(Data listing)
BEGIN

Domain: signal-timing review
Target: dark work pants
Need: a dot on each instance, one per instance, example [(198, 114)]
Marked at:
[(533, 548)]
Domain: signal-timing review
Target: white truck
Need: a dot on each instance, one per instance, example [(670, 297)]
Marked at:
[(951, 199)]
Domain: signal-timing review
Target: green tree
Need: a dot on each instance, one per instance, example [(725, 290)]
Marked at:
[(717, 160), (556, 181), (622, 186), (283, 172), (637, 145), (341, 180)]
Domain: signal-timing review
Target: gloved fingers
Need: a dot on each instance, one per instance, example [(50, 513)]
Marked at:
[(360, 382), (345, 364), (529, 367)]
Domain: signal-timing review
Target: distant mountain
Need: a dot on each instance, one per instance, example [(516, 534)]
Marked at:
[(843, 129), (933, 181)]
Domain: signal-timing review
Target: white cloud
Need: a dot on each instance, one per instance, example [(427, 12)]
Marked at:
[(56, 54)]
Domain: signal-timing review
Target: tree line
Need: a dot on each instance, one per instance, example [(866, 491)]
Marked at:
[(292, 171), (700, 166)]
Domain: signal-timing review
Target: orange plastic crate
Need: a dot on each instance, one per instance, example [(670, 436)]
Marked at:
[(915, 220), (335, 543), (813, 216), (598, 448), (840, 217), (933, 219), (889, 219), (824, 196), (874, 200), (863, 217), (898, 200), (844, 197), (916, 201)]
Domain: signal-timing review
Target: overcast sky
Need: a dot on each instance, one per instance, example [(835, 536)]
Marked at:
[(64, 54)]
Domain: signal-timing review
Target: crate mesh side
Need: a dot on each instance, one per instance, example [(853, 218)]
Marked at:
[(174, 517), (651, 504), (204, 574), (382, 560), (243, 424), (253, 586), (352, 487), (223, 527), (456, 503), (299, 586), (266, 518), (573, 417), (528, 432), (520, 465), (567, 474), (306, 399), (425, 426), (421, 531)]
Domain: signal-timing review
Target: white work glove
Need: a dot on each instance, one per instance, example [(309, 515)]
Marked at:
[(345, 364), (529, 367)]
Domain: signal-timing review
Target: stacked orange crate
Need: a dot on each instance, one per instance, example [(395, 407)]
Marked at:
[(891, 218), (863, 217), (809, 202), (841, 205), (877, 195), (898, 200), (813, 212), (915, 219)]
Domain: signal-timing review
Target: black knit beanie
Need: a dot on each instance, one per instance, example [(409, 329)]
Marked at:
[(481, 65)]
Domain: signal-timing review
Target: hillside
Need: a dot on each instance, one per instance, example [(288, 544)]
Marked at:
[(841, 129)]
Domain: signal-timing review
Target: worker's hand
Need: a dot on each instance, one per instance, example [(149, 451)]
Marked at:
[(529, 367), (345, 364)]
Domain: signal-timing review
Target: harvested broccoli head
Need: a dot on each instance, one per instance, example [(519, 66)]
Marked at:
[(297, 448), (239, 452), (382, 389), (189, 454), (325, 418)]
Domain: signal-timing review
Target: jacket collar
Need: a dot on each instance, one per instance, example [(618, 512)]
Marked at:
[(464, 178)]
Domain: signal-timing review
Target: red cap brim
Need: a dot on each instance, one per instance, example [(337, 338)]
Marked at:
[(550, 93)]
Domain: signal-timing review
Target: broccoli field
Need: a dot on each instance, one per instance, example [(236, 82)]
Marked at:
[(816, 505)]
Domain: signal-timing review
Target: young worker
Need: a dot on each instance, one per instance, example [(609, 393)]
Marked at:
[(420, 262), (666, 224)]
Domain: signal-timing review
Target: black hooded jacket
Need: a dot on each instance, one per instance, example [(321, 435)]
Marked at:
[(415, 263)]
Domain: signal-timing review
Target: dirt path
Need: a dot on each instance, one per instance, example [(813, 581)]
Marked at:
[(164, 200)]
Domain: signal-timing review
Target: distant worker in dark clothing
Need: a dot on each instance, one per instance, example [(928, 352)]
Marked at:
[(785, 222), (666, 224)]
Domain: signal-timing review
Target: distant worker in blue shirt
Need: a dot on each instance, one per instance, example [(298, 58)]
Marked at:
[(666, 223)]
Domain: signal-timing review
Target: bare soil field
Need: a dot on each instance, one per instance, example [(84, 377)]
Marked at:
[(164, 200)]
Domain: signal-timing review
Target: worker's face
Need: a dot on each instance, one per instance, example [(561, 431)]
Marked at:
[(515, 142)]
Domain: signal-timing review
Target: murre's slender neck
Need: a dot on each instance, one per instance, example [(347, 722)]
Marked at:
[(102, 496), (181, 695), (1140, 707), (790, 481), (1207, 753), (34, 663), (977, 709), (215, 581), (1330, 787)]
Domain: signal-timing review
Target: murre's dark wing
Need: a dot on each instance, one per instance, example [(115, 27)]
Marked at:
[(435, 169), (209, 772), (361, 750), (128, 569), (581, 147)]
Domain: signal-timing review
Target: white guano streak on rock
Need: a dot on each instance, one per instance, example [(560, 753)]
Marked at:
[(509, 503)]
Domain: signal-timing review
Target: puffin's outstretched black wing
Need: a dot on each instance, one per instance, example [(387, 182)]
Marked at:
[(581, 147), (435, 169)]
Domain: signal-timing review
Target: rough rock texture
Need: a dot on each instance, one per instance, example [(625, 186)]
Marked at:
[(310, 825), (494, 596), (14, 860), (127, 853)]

END

WHAT IS BEING ASKED: Return every line of the records that contains the string "field".

TASK OUTPUT:
Target: broccoli field
Target: bare soil field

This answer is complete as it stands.